┌─ Document segment
A deepfake of Binance Chief Communications Officer Patrick Hillmann is reportedly fooling “highly intelligent” people.
The attackers are using what Hillman describes as an “AI hologram” of himself to fool representatives of various projects that the CCO is helping them get listed on the exchange.
In a blog post last week, Hillmann revealed that he received several online messages from project teams thanking him for taking the time to meet with them. However, it wasn’t him.
Hillmann says the “sophisticated” hacking team used previous news interviews and TV appearances of him from over the years to create the deepfake.
Other than some weight he put on during COVID, Hillmann claims the deepfake was refined enough “to fool several highly intelligent crypto community members.”
Hillmann highlights that he previously led one of the world’s largest cybersecurity teams and managed some of the largest data breaches in history. Despite that, he says he was unprepared for the prevalence and sophistication of attacks targeting the crypto community.
└─
┌─ Extracted material
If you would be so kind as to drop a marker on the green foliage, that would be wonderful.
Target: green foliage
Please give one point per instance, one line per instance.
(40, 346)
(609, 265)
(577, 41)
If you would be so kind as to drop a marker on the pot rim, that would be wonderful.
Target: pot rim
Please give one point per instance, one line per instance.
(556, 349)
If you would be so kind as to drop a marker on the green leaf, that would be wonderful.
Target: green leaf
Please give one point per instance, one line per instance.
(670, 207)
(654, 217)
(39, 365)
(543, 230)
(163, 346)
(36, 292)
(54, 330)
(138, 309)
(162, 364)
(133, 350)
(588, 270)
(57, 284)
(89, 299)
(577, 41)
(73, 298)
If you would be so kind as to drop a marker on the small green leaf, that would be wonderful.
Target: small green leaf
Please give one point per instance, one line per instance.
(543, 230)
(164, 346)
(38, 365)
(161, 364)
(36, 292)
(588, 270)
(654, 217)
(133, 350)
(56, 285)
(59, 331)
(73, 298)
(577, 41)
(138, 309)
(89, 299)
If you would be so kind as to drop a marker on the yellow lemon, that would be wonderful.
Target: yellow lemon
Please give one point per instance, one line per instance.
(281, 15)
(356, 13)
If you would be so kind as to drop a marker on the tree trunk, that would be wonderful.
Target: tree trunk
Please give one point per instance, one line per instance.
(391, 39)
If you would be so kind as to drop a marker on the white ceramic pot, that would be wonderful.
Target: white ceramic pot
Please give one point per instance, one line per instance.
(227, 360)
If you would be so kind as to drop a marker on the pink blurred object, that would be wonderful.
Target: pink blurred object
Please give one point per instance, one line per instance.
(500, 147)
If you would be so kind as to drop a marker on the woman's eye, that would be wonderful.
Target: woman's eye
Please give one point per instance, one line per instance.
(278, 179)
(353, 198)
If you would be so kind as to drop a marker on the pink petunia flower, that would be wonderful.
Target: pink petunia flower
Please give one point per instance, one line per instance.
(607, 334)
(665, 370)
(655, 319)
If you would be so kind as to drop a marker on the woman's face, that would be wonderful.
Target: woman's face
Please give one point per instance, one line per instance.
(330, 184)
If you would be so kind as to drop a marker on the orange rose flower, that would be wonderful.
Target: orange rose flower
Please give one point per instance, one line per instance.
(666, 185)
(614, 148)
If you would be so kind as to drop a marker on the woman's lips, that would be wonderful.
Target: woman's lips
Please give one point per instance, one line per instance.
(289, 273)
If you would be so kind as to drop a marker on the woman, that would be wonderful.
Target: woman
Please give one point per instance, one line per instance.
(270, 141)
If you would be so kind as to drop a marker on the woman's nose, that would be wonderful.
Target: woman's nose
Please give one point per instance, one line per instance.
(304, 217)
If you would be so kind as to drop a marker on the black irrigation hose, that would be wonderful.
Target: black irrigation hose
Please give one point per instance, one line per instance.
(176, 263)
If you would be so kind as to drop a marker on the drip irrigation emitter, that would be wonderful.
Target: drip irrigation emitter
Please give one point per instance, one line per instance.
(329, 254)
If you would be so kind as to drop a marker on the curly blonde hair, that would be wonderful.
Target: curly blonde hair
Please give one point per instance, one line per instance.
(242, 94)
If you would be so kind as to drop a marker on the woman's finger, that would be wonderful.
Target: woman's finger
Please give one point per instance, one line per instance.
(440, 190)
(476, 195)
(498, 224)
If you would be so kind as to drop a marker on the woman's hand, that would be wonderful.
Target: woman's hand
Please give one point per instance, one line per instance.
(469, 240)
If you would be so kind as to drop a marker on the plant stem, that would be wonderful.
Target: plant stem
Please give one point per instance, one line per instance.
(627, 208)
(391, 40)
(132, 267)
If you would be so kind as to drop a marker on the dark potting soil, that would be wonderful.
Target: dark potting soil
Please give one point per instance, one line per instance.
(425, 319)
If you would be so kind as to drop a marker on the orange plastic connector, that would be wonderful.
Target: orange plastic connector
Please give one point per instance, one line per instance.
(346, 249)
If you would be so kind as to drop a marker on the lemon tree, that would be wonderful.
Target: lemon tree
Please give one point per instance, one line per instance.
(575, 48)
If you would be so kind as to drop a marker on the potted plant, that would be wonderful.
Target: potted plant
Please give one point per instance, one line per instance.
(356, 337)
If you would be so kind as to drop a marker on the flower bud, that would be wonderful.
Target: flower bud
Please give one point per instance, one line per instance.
└─
• _Problems to solve_:
• 1. Copy the passage in the article about the Binance deepfake, starting with "Hillmann highlights that" and going on through "the crypto community.".
• 2. Pick up the article about the Binance deepfake after its last sentence and keep writing.

• _Set of answers_:
• 1.
Hillmann highlights that he previously led one of the world’s largest cybersecurity teams and managed some of the largest data breaches in history. Despite that, he says he was unprepared for the prevalence and sophistication of attacks targeting the crypto community.

• 2.
“I was not prepared for the onslaught of cyberattacks, phishing attacks, and scams that regularly target the crypto community,” wrote Hillmann. “Now I understand why Binance goes to the lengths it does.”
Deepfakes are getting increasingly difficult to spot. One method that still has a relatively high success rate is to ask the individual to turn their head to each side. Most current deepfakes struggle to properly render side views.
Binance has warned of increasing attempts to use its brand for scams. Binance CEO Changpeng Zhao recently revealed that, of ~7,000 LinkedIn users claiming to be employees of the company, only around 50 are real.